::: Provided text
# routing sound to external speakers - not monitor speakers



## fructose (Jan 13, 2005)

Hi all,

I just installed TuneBite, and then uninstalled it (long story!), and now suddenly, all sound from my computer is coming out of the inbuilt monitors on the screen rather than through my soundcard to my hi-fi as it had been before.

I've been fiddling with every (I think) possible setting in the soundcard (M-Audio Delta), as well as looking at all the sound options under System, but can't figure out how to get the sound back as it was: through the hi-fi.

Is this a setting in my soundcard that I'm looking for, or am I on the wrong track? 

Any help most appreciated.


----------



## smz (Mar 12, 2007)

Do you only have one sound card total?

One thing software apps can do is definite what jack does what on onboard sound card solutions especially.

Like my realtek onboard can map different outputs to different jacks. So a line in jack may transmit to a surround sound enabled configuration instead of accepting an input. Same goes for the center speaker. Heck, if 5.1 was enabled. Good chance only that center speaker is going to get any juice. Check to see if a 3rd party app and not the windows mixer was installed for your delta card and look for a diagram of you configuration or better yet look for a sound demo or tester. Creative makes one that identifies each speaker such as "left front, center, right front, etc)

without knowing anything about your exact sound card, I am giving you basic things to look out for. in rare circumstances, soundcards may have an output for internal line out and internet speaker amp out. meaning, the output may have an internal amp driving a little power for those really old speakers that used to run on batteries or nothing at all. This is generally only the case on a very old system.
::::::
::: Extracted records
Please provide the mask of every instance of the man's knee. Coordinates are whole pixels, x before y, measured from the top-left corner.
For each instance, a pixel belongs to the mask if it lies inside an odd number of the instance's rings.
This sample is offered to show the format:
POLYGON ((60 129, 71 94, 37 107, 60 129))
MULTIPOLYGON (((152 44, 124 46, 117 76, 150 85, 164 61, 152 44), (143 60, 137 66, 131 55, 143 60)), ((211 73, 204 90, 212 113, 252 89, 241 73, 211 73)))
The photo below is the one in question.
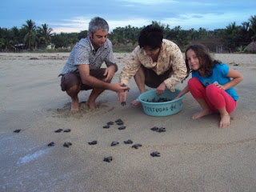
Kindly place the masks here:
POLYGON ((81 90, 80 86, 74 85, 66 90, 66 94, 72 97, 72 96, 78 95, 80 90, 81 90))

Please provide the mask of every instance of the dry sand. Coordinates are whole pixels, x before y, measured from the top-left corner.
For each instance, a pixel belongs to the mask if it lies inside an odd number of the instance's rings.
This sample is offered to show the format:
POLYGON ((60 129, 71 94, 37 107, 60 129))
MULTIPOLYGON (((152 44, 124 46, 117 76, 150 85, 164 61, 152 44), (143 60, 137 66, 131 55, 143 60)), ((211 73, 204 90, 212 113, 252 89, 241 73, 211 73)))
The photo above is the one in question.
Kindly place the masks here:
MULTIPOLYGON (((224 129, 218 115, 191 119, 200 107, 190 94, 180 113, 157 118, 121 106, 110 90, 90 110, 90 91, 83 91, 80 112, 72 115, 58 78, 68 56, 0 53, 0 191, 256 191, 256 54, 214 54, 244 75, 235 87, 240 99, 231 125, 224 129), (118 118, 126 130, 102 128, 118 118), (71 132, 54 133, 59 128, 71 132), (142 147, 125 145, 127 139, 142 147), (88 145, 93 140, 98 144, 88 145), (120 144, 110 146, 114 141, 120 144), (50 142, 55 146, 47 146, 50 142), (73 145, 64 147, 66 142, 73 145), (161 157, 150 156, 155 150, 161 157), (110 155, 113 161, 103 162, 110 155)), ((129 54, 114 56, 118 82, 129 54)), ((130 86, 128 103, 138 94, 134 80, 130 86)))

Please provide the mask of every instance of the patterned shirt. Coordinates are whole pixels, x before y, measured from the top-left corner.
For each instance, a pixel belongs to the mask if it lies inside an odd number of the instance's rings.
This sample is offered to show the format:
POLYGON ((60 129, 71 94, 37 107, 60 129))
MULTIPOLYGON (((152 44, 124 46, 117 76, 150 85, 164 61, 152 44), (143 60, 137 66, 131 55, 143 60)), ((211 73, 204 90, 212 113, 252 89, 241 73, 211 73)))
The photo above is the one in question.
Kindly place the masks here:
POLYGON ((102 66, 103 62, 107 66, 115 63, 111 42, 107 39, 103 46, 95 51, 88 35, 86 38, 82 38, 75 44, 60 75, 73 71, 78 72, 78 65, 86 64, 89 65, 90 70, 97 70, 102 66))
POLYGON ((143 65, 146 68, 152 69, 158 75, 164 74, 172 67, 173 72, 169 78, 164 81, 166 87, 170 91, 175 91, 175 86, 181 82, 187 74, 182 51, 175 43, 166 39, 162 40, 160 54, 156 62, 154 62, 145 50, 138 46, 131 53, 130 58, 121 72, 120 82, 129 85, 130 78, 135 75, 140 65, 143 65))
::::::
::: Extracted records
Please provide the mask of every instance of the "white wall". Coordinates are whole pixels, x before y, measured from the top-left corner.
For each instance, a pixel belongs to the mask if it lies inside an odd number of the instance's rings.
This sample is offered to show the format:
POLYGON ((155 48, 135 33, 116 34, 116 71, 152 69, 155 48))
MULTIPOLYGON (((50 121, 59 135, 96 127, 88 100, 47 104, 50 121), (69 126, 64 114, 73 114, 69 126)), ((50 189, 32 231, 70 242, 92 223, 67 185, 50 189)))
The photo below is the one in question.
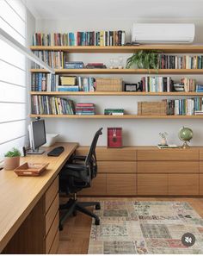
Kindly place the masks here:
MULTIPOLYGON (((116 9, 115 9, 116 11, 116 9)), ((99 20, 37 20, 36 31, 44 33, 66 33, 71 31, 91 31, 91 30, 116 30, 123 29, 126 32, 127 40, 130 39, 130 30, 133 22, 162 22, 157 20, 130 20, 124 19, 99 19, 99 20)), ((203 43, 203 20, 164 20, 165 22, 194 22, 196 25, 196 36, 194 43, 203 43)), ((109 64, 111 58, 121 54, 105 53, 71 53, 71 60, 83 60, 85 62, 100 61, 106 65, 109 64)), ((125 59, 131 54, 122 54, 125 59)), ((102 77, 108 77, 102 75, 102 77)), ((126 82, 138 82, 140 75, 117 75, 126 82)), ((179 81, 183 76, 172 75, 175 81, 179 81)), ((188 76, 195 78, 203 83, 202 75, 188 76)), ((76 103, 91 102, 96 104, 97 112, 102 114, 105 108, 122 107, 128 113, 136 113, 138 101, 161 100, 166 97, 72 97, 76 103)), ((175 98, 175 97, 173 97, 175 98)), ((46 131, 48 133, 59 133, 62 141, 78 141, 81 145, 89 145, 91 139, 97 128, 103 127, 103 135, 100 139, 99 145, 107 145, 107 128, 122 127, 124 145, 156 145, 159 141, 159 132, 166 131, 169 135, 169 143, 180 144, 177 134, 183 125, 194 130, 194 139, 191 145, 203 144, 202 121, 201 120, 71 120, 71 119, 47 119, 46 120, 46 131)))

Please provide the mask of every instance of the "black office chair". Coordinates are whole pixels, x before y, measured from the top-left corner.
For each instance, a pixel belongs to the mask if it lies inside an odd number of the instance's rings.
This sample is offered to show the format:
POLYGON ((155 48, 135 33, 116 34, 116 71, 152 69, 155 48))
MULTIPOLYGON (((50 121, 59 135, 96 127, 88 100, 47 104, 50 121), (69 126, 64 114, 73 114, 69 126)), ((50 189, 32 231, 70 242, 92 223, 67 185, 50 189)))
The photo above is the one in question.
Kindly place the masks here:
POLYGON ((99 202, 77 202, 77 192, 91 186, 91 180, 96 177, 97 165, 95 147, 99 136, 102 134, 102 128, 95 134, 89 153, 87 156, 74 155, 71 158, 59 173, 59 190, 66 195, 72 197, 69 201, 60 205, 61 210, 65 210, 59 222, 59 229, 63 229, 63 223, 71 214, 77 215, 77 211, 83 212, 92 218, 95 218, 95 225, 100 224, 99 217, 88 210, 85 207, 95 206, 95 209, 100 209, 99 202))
::::::
::: Extracted records
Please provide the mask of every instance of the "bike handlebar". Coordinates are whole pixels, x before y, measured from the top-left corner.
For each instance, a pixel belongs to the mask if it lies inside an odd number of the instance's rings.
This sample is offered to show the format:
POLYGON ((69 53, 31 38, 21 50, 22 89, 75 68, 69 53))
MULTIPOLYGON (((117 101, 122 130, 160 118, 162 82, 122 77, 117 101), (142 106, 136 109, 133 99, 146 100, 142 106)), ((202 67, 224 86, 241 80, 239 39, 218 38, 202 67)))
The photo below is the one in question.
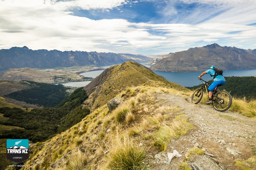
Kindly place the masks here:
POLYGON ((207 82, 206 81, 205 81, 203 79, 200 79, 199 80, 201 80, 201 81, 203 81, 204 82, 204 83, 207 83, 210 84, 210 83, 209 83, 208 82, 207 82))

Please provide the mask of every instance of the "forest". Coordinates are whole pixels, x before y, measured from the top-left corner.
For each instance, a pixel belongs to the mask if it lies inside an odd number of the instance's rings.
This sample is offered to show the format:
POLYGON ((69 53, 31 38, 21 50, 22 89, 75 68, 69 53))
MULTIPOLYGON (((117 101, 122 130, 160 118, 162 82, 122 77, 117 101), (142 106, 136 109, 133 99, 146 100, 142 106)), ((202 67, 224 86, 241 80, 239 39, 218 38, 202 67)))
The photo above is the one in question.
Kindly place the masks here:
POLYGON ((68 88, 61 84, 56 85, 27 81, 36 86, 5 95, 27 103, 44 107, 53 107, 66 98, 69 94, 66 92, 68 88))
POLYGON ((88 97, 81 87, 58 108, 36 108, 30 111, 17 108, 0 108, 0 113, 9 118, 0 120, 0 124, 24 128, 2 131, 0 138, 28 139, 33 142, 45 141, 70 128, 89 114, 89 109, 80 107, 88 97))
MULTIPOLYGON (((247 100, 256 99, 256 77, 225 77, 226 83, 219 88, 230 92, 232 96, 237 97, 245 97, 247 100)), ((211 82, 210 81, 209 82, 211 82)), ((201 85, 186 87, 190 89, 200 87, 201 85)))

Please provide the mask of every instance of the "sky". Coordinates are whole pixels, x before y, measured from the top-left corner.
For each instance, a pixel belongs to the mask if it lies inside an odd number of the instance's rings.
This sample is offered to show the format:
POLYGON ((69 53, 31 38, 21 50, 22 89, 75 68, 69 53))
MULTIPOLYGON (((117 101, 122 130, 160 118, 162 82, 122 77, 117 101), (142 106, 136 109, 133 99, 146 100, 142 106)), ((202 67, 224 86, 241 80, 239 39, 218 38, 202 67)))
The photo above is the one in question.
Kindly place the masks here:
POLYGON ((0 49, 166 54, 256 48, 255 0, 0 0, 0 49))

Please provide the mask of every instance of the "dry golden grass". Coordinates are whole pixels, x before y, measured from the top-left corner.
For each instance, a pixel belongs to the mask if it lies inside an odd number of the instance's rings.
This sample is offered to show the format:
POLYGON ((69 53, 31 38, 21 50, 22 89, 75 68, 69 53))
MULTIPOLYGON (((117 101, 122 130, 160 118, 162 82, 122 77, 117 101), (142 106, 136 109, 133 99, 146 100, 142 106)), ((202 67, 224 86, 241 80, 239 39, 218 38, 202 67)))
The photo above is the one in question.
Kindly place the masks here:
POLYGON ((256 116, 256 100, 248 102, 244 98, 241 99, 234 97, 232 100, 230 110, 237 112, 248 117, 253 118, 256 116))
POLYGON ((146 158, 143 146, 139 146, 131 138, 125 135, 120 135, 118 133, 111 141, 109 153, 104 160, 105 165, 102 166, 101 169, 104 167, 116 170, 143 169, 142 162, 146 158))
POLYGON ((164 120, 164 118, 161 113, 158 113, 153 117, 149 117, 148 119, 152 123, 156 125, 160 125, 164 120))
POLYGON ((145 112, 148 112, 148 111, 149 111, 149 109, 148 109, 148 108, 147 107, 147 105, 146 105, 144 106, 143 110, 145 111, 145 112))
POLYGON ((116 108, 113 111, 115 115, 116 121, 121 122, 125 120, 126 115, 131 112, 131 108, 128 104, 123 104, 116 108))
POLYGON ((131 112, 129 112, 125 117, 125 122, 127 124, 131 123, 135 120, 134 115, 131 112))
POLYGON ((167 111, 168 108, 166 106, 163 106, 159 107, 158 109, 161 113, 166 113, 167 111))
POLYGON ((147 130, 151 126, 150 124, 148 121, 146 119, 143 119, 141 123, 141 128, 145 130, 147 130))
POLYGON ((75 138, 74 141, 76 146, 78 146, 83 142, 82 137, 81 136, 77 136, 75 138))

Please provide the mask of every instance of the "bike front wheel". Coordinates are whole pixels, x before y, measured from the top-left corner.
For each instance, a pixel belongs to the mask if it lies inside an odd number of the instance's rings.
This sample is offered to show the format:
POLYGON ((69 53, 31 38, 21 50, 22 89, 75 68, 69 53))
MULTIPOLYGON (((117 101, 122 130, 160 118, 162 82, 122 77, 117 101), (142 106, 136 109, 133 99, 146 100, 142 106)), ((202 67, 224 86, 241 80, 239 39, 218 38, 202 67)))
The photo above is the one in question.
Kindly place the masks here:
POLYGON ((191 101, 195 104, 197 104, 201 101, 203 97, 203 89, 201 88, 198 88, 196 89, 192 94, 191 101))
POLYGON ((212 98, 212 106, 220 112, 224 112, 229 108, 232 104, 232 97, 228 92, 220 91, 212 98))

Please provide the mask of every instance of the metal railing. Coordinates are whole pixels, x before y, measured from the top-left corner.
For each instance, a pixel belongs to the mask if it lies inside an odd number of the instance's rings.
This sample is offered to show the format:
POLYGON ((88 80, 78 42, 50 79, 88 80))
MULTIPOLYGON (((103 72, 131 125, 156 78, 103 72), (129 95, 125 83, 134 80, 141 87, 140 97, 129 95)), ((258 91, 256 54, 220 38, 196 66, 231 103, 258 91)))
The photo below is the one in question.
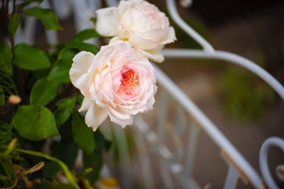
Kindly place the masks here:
::::::
| Task to carry out |
In the forum thread about routing sound to external speakers, what soundcard does the first poster say they have been adjusting?

| Answer to this exercise |
An M-Audio Delta.